- **PROBLEM DESCRIPTION**
From the rows below, gather every line that contains the string "stethoscope" and copy each of those lines in full.

- **RECORDS FOR THIS EXERCISE**
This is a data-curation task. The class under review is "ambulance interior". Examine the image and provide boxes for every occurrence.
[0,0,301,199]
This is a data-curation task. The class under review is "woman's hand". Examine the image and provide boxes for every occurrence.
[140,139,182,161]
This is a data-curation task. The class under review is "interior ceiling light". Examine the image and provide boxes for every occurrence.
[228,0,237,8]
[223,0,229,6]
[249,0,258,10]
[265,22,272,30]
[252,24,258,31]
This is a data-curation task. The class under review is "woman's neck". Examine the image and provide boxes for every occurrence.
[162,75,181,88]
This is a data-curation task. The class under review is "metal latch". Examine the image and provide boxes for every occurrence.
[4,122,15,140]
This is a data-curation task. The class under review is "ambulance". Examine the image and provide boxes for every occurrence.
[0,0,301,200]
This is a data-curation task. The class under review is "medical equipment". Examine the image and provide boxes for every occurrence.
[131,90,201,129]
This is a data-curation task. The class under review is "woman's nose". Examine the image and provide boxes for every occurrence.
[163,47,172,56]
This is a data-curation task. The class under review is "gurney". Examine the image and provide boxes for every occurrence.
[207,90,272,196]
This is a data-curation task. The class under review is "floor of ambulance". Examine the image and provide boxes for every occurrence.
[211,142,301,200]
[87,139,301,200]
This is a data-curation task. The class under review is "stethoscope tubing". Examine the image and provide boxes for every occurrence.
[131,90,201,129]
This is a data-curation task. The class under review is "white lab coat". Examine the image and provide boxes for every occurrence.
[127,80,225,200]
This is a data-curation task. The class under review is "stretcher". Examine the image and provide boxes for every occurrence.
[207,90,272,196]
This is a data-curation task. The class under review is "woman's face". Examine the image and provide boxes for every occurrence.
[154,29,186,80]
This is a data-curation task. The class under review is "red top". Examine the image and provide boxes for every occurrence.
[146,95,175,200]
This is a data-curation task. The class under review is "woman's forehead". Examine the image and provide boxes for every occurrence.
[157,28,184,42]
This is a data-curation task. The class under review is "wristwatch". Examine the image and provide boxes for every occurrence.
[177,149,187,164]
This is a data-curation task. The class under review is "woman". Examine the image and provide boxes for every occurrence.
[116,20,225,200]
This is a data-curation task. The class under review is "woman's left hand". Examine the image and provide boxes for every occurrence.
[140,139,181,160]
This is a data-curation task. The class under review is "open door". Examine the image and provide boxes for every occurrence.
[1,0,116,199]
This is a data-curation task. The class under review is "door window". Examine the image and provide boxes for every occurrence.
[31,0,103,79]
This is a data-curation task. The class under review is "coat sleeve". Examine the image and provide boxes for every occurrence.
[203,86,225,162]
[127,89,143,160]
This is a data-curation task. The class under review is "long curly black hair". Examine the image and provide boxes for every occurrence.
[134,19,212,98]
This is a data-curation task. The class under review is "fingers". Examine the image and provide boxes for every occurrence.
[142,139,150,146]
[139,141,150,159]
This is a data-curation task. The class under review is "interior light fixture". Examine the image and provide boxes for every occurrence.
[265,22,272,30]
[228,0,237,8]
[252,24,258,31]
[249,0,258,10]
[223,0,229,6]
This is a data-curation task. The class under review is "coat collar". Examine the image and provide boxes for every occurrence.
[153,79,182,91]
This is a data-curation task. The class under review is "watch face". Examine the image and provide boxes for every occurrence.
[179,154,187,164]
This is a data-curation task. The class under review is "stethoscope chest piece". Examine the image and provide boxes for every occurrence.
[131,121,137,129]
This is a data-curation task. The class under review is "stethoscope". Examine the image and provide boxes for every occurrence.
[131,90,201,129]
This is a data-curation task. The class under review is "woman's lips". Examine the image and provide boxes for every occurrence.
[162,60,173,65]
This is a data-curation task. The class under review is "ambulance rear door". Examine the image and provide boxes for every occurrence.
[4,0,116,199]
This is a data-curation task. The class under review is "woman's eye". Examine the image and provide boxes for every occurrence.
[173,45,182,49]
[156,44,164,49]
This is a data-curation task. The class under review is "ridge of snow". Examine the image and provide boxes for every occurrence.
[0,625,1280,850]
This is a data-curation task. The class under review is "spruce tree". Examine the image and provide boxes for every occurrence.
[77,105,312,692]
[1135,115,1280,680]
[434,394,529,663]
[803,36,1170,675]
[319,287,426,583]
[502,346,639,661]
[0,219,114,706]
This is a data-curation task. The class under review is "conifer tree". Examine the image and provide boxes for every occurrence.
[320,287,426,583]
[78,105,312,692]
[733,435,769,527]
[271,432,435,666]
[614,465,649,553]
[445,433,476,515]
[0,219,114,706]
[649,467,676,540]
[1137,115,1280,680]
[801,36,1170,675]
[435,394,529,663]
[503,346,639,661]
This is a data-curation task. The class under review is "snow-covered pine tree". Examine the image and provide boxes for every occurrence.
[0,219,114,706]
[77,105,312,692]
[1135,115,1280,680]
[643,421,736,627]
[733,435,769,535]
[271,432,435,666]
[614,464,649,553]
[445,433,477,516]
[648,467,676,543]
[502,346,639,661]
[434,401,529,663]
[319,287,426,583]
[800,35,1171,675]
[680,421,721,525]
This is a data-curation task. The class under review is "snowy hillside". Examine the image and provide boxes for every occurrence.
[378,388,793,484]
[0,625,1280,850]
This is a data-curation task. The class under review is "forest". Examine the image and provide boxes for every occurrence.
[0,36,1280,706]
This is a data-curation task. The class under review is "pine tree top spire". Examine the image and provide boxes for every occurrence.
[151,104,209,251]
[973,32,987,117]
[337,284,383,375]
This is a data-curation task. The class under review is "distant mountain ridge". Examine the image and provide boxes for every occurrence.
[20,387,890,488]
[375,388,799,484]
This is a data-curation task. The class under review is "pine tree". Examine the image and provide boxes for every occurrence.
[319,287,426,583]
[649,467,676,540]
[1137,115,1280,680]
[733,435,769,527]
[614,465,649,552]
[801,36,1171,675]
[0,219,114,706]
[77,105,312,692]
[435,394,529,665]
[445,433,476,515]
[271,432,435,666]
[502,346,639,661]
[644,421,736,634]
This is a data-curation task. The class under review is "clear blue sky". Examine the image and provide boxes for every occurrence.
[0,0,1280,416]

...

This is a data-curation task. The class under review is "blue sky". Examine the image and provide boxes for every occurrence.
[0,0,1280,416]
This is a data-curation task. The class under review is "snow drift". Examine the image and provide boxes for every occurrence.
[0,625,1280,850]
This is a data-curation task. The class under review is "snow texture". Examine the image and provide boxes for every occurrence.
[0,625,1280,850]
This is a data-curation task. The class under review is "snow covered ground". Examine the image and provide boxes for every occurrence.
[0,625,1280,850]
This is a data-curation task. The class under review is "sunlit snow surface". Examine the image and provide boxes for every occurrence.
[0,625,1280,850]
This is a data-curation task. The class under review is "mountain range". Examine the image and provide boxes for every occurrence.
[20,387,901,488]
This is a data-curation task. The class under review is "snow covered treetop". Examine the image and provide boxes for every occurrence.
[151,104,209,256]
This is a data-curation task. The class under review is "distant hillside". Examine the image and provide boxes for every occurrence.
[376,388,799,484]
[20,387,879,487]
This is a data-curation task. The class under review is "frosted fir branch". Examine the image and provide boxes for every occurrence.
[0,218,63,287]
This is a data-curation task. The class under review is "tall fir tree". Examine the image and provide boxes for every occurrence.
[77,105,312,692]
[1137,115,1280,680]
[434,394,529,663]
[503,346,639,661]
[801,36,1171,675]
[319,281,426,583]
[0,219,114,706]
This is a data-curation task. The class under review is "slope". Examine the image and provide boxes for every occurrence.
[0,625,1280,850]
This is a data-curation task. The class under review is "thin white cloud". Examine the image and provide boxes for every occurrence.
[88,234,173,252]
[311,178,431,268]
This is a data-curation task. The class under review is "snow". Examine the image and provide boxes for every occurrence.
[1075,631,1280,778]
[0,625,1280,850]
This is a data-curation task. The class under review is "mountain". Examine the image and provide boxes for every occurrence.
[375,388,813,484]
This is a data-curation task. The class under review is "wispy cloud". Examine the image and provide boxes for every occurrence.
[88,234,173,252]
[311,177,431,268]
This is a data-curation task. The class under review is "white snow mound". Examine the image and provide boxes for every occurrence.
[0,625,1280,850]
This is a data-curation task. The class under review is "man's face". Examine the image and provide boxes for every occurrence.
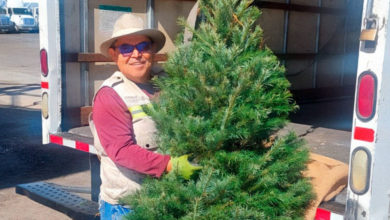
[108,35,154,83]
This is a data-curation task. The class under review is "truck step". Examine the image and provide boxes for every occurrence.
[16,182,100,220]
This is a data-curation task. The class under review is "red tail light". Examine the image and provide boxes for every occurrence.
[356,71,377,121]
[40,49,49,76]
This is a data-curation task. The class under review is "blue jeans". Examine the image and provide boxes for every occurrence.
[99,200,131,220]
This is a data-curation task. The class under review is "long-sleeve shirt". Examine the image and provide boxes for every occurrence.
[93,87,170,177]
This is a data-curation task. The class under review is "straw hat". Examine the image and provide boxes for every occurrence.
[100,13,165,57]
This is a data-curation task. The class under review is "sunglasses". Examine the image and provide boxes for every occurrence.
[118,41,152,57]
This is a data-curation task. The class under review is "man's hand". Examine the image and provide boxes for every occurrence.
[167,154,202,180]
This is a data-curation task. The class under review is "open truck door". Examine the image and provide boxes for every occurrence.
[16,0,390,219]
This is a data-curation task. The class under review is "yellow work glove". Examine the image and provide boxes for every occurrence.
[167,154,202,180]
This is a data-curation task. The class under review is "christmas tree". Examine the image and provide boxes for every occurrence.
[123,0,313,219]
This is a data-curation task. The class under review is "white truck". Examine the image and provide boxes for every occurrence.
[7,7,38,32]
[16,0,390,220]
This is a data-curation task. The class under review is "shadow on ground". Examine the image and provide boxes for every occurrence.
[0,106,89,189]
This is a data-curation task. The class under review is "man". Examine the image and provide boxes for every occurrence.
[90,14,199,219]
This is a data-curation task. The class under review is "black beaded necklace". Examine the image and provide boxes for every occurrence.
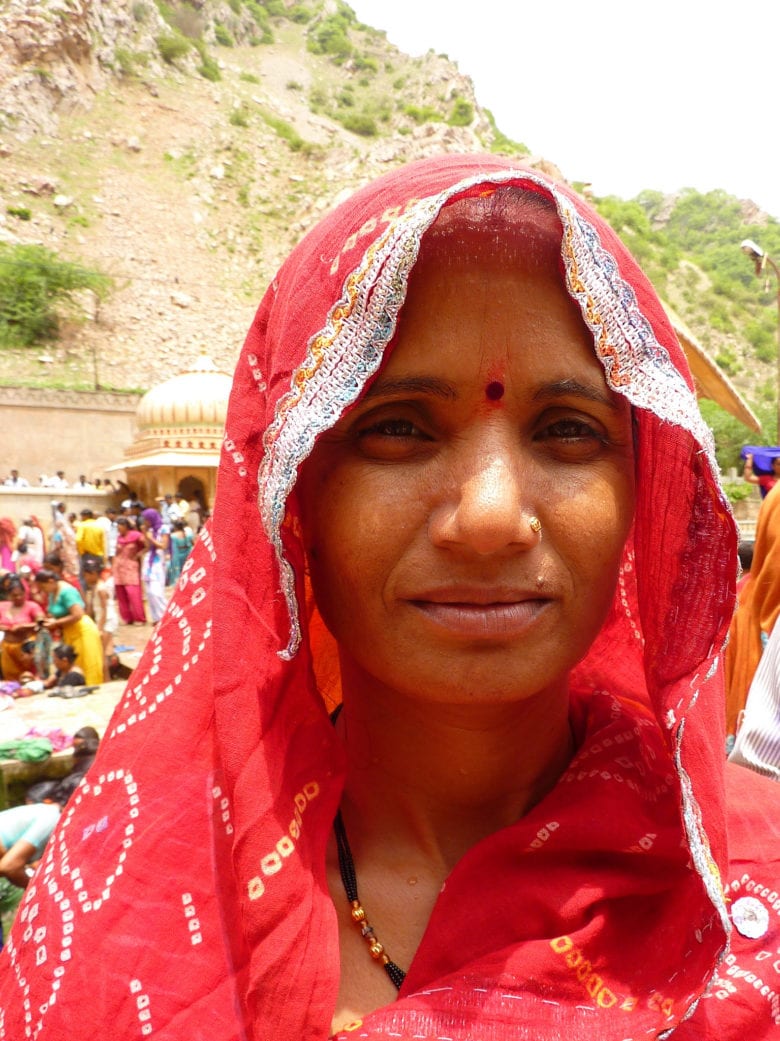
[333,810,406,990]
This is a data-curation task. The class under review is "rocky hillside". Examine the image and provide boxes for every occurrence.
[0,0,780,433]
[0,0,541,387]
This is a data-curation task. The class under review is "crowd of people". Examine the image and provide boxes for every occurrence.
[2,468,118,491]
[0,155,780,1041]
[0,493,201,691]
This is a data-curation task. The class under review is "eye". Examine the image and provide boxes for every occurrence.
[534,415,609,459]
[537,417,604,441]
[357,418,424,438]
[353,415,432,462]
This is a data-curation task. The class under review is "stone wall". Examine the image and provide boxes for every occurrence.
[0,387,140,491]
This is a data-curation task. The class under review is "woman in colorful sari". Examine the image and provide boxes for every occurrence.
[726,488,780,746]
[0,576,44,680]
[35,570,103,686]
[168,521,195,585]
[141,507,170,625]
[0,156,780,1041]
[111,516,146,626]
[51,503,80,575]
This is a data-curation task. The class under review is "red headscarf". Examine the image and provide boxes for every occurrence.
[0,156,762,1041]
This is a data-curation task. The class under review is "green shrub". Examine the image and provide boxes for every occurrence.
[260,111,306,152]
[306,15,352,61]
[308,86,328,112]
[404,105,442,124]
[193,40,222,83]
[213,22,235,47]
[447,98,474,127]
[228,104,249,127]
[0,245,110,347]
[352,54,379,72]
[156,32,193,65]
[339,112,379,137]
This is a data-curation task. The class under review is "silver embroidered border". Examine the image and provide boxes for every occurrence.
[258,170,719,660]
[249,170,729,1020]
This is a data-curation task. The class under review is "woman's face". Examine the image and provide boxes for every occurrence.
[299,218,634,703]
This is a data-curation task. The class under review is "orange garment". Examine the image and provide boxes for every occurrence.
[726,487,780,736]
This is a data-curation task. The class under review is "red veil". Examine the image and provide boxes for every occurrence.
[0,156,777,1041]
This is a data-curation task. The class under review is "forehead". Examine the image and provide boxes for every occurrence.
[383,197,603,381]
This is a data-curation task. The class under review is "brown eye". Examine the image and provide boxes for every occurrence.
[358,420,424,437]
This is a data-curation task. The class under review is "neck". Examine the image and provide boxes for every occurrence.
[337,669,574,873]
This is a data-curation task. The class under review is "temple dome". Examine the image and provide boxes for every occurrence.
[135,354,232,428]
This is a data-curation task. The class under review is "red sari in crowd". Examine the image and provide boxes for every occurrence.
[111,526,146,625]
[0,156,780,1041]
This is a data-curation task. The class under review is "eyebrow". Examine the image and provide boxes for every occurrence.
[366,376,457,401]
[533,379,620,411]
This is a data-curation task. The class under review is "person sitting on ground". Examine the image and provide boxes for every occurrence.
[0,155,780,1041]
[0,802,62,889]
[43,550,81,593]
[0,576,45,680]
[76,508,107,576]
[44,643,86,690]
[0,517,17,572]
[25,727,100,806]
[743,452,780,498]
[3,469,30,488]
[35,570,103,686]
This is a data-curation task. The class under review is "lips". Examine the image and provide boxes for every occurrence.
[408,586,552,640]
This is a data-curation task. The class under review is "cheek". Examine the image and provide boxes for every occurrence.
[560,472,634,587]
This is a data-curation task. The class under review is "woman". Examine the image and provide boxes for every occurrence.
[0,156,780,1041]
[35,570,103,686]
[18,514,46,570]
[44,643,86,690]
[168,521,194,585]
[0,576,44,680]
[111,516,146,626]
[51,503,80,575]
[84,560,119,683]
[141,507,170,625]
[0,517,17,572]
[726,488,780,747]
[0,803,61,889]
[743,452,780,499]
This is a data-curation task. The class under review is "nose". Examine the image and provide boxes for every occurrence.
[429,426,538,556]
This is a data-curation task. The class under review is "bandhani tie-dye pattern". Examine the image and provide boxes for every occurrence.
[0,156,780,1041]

--

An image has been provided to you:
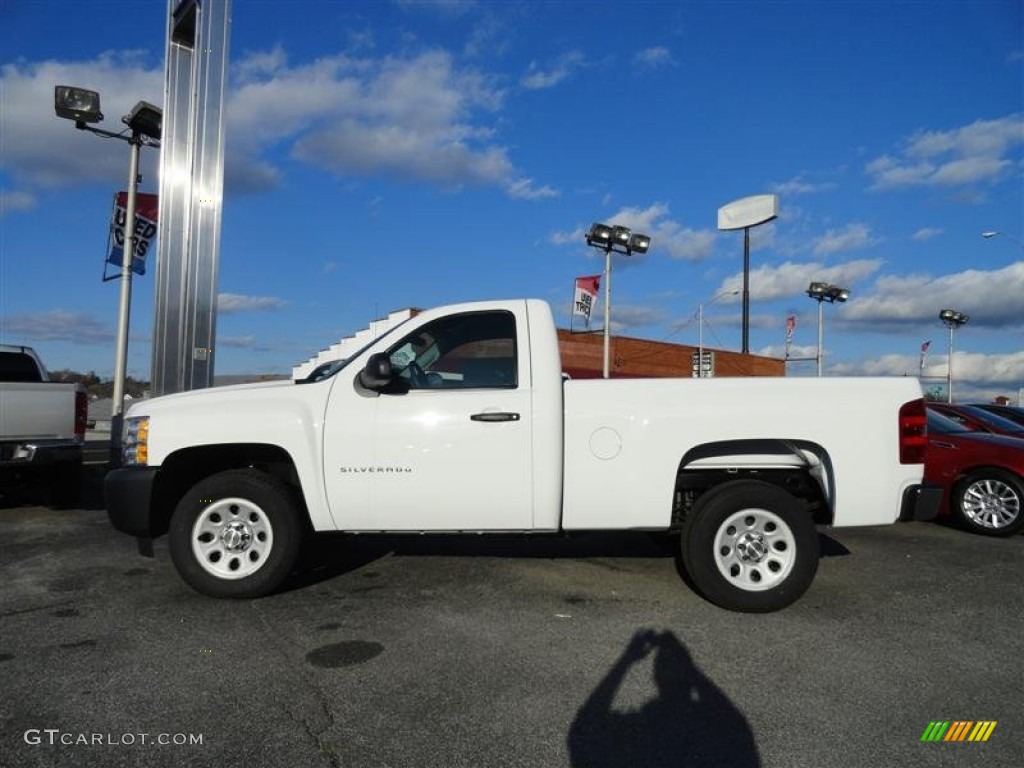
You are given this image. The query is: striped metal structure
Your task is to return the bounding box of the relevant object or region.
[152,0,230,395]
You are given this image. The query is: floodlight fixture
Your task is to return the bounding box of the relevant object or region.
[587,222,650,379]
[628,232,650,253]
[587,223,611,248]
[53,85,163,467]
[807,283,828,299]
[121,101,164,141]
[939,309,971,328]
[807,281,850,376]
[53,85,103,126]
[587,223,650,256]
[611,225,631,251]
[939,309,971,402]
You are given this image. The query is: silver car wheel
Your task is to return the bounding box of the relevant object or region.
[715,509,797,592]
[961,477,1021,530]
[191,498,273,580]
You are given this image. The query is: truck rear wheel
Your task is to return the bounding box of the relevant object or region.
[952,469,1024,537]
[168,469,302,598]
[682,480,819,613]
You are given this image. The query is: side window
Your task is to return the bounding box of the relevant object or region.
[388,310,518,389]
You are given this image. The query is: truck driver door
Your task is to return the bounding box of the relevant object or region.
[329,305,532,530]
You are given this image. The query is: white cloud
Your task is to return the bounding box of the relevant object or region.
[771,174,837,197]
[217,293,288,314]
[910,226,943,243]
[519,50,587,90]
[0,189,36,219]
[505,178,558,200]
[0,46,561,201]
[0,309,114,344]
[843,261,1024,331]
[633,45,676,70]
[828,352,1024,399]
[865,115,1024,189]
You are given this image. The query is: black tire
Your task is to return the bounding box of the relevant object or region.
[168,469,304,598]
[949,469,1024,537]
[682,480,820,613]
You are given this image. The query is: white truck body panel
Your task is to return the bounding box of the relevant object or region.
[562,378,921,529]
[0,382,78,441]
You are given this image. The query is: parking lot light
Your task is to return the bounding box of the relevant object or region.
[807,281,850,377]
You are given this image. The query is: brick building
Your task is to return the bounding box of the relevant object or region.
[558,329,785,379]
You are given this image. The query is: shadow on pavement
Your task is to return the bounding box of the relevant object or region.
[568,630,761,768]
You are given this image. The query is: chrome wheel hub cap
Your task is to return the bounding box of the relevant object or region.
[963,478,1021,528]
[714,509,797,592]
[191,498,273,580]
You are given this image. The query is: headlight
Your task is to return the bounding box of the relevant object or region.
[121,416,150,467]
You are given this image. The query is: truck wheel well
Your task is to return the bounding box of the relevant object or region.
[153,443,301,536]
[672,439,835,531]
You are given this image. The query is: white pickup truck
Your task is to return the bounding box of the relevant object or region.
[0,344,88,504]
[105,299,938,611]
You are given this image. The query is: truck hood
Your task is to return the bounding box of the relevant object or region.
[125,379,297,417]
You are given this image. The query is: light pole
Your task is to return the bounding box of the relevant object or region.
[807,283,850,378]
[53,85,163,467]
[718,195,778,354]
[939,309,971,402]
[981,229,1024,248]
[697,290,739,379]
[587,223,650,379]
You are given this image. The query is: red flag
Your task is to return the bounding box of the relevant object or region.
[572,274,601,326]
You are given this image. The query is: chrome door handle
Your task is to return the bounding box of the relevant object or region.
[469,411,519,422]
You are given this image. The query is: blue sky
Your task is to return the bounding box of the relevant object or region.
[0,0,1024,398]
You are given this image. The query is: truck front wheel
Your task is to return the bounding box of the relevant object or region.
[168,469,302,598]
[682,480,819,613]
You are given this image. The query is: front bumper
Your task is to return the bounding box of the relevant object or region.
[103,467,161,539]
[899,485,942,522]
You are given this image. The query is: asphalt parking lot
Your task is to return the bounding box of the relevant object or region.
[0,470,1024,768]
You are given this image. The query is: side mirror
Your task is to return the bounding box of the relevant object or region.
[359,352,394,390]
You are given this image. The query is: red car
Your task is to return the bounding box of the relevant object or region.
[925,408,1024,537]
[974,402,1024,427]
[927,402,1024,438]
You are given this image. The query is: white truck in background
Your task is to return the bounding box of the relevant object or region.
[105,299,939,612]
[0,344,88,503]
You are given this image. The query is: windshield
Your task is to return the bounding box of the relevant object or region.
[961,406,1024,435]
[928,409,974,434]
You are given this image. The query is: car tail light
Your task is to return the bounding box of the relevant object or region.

- **ANSWER TO THE PROBLEM**
This is a data-curation task. The class under review is "stethoscope tubing". Examine the image and provide boxes for every occurrence.
This is a data-curation task. The class under review is "stethoscope chest piece". Examine the image and provide boxes for every occurrence.
This is a data-curation task. The class under review is "stethoscope". Examine the image and provide boxes for every occurrence.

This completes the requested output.